(Beginning of SOURCE EXTRACT)

Kick-Ass Discovery of the Year:

  • Eddie’s Boy, by Thomas Perry, the sequel to a 1982 novel, The Butcher’s Boy – That’s chutzpah, coming up with a sequel 40 years later. Kudos! Self added The Butcher’s Boy to her reading list.

from wsj’s Best Books of 2020/Mysteries:

  • All the Devils Are Here, by Louise Penny — Self adored Jean-Guy Beauvoir and of course Paris.
  • One Fatal Flaw, by Anne Perry — All hail the May-December almost-romance between 25-year-old Daniel Pitt and 40-year-old Miriam Crofft, daughter of his employer.

from The Economist’s Books of the Year 2020/Memoir

  • A Promised Land, by Barack Obama — Beautifully written, can’t believe 45 was succeeded by Drumpf.

from The Economist’s Books of the Year 2020/Fiction

  • SHUGGIE BAIN, by Douglas Stuart — an absolutely immersive experience, though her favorite character was not the title character but his unheralded older brother, Leek

from The Economist’s Books of the Year 2020/Business and Economics

  • No Rules Rules — This one was a disappointment.

from wsj’s Books of the Year 2020/Travels in the New North

  • Ice Walker, by James Raffan — another absolutely immersive experience, the ending almost broke self.

from Jonathan Strahan’s Notes from a Year Spent Indoors (Locus Magazine)

(End of SOURCE EXTRACT)

[TASKS FOR THIS EXERCISE]
A. According to the book list, why does coming up with Eddie's Boy count as chutzpah?
B. Retype the stretch of the book list from "Kick-Ass Discovery of" through "succeeded by Drumpf.".
Rely only on the text for your answers.

(Beginning of MATERIAL SHOWN)

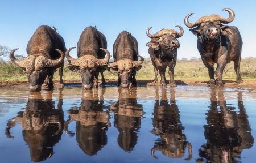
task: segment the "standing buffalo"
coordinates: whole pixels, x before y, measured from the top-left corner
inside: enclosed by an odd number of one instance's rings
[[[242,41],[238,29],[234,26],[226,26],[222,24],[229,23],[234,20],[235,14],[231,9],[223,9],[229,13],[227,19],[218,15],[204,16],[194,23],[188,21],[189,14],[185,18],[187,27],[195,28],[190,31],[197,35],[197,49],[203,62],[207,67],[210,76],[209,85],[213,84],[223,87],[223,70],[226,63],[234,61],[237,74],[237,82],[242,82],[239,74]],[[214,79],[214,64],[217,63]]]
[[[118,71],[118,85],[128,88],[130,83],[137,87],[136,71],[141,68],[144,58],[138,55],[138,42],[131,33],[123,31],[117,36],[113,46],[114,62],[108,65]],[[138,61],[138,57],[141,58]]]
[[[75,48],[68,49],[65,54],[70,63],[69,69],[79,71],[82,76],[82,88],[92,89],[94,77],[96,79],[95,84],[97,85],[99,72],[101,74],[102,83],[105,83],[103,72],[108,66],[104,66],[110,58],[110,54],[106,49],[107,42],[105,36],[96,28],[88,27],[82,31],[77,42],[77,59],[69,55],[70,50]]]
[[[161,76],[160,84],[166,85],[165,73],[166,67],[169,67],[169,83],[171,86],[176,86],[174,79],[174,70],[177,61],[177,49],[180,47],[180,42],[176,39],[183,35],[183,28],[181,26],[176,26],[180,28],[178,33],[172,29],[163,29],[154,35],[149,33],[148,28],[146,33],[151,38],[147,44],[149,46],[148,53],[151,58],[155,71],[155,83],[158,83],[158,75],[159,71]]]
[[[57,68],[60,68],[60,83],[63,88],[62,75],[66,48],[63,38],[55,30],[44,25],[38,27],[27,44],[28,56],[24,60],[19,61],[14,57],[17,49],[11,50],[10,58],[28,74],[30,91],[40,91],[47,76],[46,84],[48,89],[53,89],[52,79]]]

(End of MATERIAL SHOWN)

[SOLUTIONS TO THE TASKS]
A. Eddie's Boy is a sequel to The Butcher's Boy, a 1982 novel. Writing a sequel 40 years after the original is the chutzpah the list praises with "Kudos!"

B.
Kick-Ass Discovery of the Year:

  • Eddie’s Boy, by Thomas Perry, the sequel to a 1982 novel, The Butcher’s Boy – That’s chutzpah, coming up with a sequel 40 years later. Kudos! Self added The Butcher’s Boy to her reading list.

from wsj’s Best Books of 2020/Mysteries:

  • All the Devils Are Here, by Louise Penny — Self adored Jean-Guy Beauvoir and of course Paris.
  • One Fatal Flaw, by Anne Perry — All hail the May-December almost-romance between 25-year-old Daniel Pitt and 40-year-old Miriam Crofft, daughter of his employer.

from The Economist’s Books of the Year 2020/Memoir

  • A Promised Land, by Barack Obama — Beautifully written, can’t believe 45 was succeeded by Drumpf.